• _Stated task_: Copy out only those lines running from the line with "Where can the ceiling" to the end of the listing, keeping each one exactly as it is.

• _Available records_:
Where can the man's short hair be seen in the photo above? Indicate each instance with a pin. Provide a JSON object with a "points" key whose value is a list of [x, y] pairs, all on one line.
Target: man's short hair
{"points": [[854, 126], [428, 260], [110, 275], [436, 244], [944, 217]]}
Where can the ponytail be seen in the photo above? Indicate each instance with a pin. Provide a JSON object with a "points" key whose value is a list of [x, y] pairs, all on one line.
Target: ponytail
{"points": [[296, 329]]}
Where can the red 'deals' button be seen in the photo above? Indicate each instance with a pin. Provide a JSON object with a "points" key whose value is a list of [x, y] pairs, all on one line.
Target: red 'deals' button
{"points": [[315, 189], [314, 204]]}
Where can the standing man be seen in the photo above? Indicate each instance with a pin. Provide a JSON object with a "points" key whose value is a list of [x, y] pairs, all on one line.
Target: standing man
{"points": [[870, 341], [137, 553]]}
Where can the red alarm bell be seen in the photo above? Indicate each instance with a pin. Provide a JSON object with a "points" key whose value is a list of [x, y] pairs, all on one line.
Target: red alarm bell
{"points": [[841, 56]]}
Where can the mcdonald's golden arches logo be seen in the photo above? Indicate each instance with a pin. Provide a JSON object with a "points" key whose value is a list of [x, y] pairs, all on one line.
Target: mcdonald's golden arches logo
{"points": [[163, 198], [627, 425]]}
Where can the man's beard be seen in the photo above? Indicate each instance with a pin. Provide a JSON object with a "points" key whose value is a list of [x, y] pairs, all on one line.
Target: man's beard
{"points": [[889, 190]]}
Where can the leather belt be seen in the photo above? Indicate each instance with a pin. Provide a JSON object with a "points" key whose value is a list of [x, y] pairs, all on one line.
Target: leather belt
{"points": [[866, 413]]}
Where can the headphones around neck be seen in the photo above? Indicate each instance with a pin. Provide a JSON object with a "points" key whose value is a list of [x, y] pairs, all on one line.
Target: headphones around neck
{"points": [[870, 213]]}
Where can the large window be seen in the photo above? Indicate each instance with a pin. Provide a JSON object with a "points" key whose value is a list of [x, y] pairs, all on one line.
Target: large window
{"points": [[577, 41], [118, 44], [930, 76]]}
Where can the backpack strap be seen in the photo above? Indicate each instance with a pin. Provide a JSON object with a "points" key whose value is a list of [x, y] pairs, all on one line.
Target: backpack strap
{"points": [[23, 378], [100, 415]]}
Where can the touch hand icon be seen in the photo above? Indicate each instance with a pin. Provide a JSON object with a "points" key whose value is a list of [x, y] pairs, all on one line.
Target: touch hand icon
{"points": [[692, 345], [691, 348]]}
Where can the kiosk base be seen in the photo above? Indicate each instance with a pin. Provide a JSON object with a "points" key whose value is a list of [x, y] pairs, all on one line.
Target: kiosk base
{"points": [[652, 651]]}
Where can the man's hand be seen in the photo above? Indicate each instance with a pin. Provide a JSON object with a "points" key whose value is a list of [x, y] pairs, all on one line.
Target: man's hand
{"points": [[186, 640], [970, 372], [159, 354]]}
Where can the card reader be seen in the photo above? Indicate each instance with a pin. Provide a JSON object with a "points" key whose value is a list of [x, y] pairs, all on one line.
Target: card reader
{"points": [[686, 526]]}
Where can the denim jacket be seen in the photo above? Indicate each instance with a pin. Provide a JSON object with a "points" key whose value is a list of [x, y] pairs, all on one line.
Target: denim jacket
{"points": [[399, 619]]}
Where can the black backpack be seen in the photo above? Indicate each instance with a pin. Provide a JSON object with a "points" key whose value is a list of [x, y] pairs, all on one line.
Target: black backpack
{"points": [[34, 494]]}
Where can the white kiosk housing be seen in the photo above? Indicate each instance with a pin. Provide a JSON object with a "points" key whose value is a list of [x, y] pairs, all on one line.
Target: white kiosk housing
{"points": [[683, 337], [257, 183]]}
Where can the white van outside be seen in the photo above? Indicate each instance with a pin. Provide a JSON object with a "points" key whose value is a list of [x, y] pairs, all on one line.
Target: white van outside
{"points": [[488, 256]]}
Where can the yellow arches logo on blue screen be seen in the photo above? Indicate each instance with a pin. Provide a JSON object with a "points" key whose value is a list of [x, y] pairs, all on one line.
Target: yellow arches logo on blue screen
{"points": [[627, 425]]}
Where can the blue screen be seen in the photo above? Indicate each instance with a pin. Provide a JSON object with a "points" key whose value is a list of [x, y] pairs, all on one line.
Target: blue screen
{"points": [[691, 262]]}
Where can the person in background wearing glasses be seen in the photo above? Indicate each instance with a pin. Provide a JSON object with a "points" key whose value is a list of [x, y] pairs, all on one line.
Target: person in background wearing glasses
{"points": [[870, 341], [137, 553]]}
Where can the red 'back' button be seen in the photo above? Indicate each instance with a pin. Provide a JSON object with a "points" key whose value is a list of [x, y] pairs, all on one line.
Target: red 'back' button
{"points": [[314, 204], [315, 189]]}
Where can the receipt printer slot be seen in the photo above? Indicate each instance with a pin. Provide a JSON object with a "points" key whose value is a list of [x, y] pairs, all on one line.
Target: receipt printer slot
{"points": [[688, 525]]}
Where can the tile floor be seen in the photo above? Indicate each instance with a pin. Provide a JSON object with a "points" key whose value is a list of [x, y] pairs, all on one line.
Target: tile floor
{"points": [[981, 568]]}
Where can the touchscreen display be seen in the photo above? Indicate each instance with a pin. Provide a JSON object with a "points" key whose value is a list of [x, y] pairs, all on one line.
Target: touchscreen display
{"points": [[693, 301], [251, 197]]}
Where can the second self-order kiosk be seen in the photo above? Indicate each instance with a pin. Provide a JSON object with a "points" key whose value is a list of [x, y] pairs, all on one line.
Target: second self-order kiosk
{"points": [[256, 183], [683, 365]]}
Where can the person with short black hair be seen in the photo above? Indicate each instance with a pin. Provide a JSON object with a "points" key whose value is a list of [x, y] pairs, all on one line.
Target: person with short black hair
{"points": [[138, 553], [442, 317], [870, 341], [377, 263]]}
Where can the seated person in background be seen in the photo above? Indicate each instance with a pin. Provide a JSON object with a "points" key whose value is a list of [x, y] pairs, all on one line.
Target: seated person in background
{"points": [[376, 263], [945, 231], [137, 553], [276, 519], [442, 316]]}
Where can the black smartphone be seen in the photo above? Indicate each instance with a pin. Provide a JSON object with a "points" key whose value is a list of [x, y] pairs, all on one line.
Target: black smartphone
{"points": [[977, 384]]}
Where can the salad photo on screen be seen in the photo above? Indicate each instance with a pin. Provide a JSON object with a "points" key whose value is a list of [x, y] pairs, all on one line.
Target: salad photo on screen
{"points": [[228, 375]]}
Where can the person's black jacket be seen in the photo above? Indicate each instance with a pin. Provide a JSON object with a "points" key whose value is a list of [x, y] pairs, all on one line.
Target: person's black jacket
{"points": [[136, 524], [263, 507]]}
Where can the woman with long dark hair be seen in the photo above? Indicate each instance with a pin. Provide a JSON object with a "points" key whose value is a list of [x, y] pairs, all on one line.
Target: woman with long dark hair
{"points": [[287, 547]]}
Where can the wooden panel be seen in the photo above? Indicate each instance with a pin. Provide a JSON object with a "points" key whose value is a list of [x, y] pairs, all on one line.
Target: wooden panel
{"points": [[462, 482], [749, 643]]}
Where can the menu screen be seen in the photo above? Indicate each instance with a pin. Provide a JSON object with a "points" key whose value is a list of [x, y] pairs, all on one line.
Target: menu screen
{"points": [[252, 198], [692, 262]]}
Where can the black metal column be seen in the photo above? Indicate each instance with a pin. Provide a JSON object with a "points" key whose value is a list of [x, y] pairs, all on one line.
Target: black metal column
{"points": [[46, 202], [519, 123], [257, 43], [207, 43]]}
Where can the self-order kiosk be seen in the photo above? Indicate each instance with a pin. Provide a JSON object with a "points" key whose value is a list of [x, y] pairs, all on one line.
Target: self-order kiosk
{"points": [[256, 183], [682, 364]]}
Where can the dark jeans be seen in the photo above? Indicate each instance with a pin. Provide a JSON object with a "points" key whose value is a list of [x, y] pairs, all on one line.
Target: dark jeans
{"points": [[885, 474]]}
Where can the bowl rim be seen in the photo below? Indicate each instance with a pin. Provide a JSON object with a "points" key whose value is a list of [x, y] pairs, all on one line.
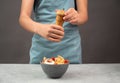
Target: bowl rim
{"points": [[55, 64]]}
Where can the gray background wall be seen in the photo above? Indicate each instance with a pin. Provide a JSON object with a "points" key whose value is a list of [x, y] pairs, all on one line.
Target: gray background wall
{"points": [[100, 35]]}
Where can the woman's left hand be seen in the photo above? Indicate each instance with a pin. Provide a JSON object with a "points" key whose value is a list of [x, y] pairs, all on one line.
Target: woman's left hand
{"points": [[72, 16]]}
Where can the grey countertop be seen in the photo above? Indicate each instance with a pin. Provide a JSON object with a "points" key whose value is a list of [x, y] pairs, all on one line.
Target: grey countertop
{"points": [[77, 73]]}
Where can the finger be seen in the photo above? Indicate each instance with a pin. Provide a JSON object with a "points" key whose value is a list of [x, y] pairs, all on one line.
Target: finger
{"points": [[58, 27], [69, 11], [54, 40], [68, 17], [55, 36], [57, 32], [74, 21]]}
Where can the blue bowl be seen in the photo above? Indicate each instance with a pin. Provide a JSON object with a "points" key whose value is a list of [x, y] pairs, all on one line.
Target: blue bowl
{"points": [[54, 71]]}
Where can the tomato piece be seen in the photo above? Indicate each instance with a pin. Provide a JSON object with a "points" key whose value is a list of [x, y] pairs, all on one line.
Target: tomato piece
{"points": [[53, 58], [66, 61]]}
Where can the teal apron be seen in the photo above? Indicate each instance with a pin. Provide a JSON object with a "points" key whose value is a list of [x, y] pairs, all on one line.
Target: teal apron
{"points": [[69, 47]]}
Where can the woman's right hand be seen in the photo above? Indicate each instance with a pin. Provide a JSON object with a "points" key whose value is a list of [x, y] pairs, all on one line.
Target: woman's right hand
{"points": [[51, 32]]}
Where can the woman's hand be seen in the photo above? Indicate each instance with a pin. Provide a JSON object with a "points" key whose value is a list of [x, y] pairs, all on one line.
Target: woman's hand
{"points": [[72, 16], [51, 32], [75, 17]]}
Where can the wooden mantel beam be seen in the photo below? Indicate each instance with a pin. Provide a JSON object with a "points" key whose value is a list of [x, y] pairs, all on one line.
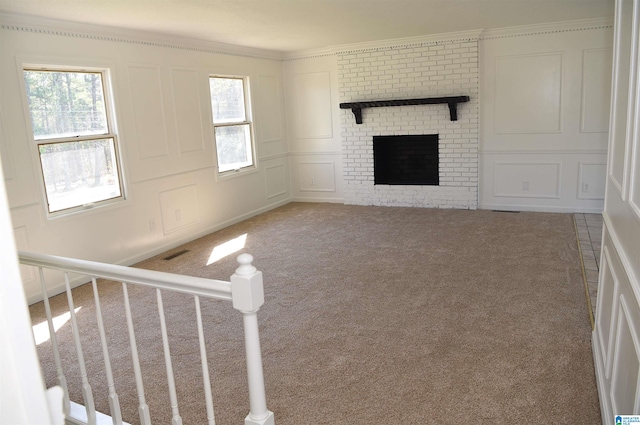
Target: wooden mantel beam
{"points": [[452, 101]]}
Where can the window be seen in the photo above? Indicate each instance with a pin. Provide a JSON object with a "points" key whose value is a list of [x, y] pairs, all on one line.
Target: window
{"points": [[76, 141], [232, 123]]}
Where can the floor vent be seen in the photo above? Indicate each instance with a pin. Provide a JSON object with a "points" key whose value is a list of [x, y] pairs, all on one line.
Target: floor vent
{"points": [[177, 254]]}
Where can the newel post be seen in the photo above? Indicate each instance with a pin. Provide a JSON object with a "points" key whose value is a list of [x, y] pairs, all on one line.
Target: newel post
{"points": [[247, 294]]}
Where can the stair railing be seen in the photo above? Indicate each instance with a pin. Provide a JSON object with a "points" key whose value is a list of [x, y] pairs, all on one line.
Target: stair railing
{"points": [[245, 291]]}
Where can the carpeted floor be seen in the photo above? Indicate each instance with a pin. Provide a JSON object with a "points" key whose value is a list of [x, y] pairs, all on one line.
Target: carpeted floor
{"points": [[372, 315]]}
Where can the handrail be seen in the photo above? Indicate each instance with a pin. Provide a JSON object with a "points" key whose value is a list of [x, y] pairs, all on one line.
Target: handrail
{"points": [[186, 284], [245, 291]]}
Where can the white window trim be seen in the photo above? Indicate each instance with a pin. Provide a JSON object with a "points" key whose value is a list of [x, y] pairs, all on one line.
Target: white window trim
{"points": [[249, 169], [22, 65]]}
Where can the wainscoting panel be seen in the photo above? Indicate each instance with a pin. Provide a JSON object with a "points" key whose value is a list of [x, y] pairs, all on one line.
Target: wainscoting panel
{"points": [[527, 180], [179, 208], [270, 104], [146, 95], [188, 109], [528, 94], [591, 180], [560, 181], [276, 180], [596, 90], [313, 109], [317, 176]]}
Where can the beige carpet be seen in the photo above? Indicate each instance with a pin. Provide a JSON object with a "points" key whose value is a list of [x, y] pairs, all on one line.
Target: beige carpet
{"points": [[373, 315]]}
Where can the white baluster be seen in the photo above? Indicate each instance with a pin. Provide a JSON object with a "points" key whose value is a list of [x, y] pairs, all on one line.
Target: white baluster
{"points": [[62, 381], [248, 295], [114, 404], [143, 408], [175, 419], [87, 394], [205, 367]]}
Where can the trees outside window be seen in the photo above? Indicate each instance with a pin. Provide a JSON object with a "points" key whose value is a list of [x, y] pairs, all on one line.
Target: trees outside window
{"points": [[76, 141], [232, 123]]}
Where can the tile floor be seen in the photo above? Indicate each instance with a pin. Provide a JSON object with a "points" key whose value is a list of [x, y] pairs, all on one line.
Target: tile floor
{"points": [[589, 228]]}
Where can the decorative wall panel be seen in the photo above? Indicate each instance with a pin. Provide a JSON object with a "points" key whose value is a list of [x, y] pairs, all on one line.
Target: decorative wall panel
{"points": [[317, 176], [276, 180], [270, 103], [596, 90], [528, 94], [313, 105], [146, 96], [188, 109], [527, 180], [179, 208], [591, 180]]}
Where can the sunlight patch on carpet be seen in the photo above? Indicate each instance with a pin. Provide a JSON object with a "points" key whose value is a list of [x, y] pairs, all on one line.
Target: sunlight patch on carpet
{"points": [[41, 330], [227, 248]]}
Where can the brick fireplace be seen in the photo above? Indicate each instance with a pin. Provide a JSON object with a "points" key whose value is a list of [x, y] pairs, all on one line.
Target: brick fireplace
{"points": [[406, 71]]}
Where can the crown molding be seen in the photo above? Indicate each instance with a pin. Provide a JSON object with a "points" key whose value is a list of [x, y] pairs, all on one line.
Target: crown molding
{"points": [[309, 54], [396, 43], [444, 38], [548, 28], [29, 24]]}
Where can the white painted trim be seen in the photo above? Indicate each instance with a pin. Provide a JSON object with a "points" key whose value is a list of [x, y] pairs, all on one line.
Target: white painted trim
{"points": [[396, 43], [548, 28], [294, 154], [453, 37], [544, 152], [539, 208], [319, 200], [605, 408], [54, 27], [622, 255], [59, 287]]}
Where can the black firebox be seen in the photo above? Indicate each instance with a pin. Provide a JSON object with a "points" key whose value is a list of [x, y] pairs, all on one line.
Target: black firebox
{"points": [[406, 160]]}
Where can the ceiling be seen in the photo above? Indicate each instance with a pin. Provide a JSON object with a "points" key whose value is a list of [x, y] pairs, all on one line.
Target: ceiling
{"points": [[294, 25]]}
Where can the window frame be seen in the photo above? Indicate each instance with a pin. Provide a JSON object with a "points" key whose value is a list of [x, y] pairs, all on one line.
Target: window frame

• _Response to this exercise_:
Where can the ceiling be seen in the photo above? Indicate each instance with a pin. Provide a JSON object with a "points" key whose value is a list of [x, y] pairs, all on one line.
Target: ceiling
{"points": [[294, 25]]}
Where can the window frame be seen in the photo above? Indicate each instance with a pin. Provide a JSON object with a "points" key whose value is a list of [x, y] pairs, all on one line.
Target: window frame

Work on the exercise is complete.